=== Action item ===
Print out the data precisely as it appears here, with no pictures.
>>>>
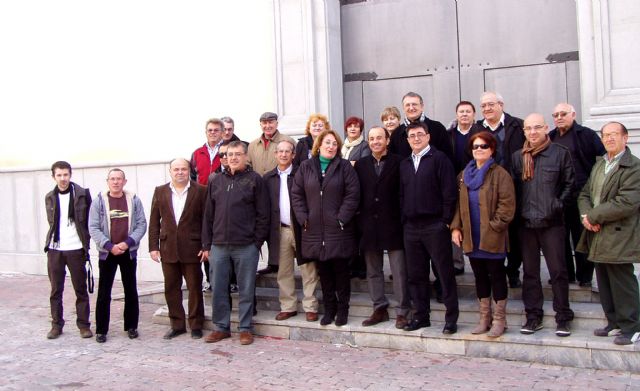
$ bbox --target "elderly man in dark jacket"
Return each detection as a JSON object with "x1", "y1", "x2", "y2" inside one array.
[
  {"x1": 264, "y1": 140, "x2": 319, "y2": 322},
  {"x1": 577, "y1": 122, "x2": 640, "y2": 345},
  {"x1": 355, "y1": 127, "x2": 410, "y2": 329},
  {"x1": 549, "y1": 103, "x2": 605, "y2": 287},
  {"x1": 471, "y1": 91, "x2": 526, "y2": 288},
  {"x1": 291, "y1": 129, "x2": 360, "y2": 327},
  {"x1": 201, "y1": 141, "x2": 270, "y2": 346},
  {"x1": 511, "y1": 113, "x2": 575, "y2": 337},
  {"x1": 399, "y1": 122, "x2": 459, "y2": 334}
]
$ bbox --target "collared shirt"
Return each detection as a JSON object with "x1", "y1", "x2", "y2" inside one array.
[
  {"x1": 206, "y1": 141, "x2": 223, "y2": 164},
  {"x1": 482, "y1": 113, "x2": 505, "y2": 131},
  {"x1": 604, "y1": 149, "x2": 625, "y2": 175},
  {"x1": 411, "y1": 145, "x2": 431, "y2": 172},
  {"x1": 170, "y1": 180, "x2": 191, "y2": 223},
  {"x1": 278, "y1": 164, "x2": 293, "y2": 226}
]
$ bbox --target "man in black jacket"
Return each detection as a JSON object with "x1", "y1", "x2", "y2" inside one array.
[
  {"x1": 355, "y1": 127, "x2": 410, "y2": 329},
  {"x1": 201, "y1": 141, "x2": 270, "y2": 346},
  {"x1": 399, "y1": 122, "x2": 459, "y2": 334},
  {"x1": 511, "y1": 113, "x2": 575, "y2": 337},
  {"x1": 389, "y1": 91, "x2": 454, "y2": 162},
  {"x1": 44, "y1": 161, "x2": 93, "y2": 340},
  {"x1": 549, "y1": 103, "x2": 605, "y2": 287},
  {"x1": 264, "y1": 140, "x2": 319, "y2": 322},
  {"x1": 471, "y1": 91, "x2": 526, "y2": 288}
]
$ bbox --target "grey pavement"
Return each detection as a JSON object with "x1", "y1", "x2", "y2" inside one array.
[{"x1": 1, "y1": 272, "x2": 639, "y2": 391}]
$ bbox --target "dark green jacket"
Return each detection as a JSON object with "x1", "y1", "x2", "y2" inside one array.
[{"x1": 577, "y1": 147, "x2": 640, "y2": 263}]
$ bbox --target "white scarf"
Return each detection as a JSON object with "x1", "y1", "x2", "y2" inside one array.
[{"x1": 341, "y1": 135, "x2": 364, "y2": 160}]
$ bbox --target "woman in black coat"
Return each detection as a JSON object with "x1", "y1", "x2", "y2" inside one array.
[{"x1": 291, "y1": 129, "x2": 360, "y2": 326}]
<<<<
=== Task result ===
$ bbox --target "elderly man in dark jacket"
Return each detection as a JSON object with "x1", "y1", "x2", "y2" inside one array.
[
  {"x1": 264, "y1": 140, "x2": 319, "y2": 322},
  {"x1": 577, "y1": 122, "x2": 640, "y2": 345},
  {"x1": 355, "y1": 127, "x2": 410, "y2": 329},
  {"x1": 549, "y1": 103, "x2": 605, "y2": 287},
  {"x1": 471, "y1": 91, "x2": 526, "y2": 288},
  {"x1": 291, "y1": 129, "x2": 360, "y2": 327},
  {"x1": 201, "y1": 141, "x2": 270, "y2": 346},
  {"x1": 511, "y1": 113, "x2": 575, "y2": 337},
  {"x1": 399, "y1": 122, "x2": 459, "y2": 334}
]
$ bbox --target "collared shirt"
Return each detection as a JSON object with "x1", "y1", "x2", "y2" inside one array.
[
  {"x1": 206, "y1": 141, "x2": 223, "y2": 164},
  {"x1": 482, "y1": 113, "x2": 505, "y2": 131},
  {"x1": 604, "y1": 149, "x2": 625, "y2": 175},
  {"x1": 411, "y1": 145, "x2": 431, "y2": 172},
  {"x1": 170, "y1": 180, "x2": 191, "y2": 223},
  {"x1": 278, "y1": 164, "x2": 293, "y2": 226}
]
$ bbox --target "man in black jacket"
Return each detection as a JSON object with "x1", "y1", "x2", "y2" inside one array.
[
  {"x1": 355, "y1": 127, "x2": 410, "y2": 329},
  {"x1": 201, "y1": 141, "x2": 270, "y2": 346},
  {"x1": 399, "y1": 122, "x2": 459, "y2": 334},
  {"x1": 511, "y1": 113, "x2": 575, "y2": 337},
  {"x1": 389, "y1": 91, "x2": 454, "y2": 162},
  {"x1": 44, "y1": 161, "x2": 93, "y2": 340},
  {"x1": 549, "y1": 103, "x2": 605, "y2": 287},
  {"x1": 264, "y1": 140, "x2": 319, "y2": 322},
  {"x1": 471, "y1": 91, "x2": 526, "y2": 288}
]
$ bbox --target "grey pavement"
Return each detection as a JSON object with "x1", "y1", "x2", "y2" inside one array.
[{"x1": 1, "y1": 272, "x2": 639, "y2": 391}]
$ bbox --target "dark green jacket"
Return each detection as a JSON object with "x1", "y1", "x2", "y2" inside one array.
[{"x1": 577, "y1": 147, "x2": 640, "y2": 263}]
$ bbox --target "white scarf"
Return each detection as a JSON object with "x1", "y1", "x2", "y2" inside one array.
[{"x1": 341, "y1": 135, "x2": 364, "y2": 160}]
$ bbox --target "woman in black coat"
Return each detection as a JSON object with "x1", "y1", "x2", "y2" inside one array.
[{"x1": 291, "y1": 129, "x2": 360, "y2": 326}]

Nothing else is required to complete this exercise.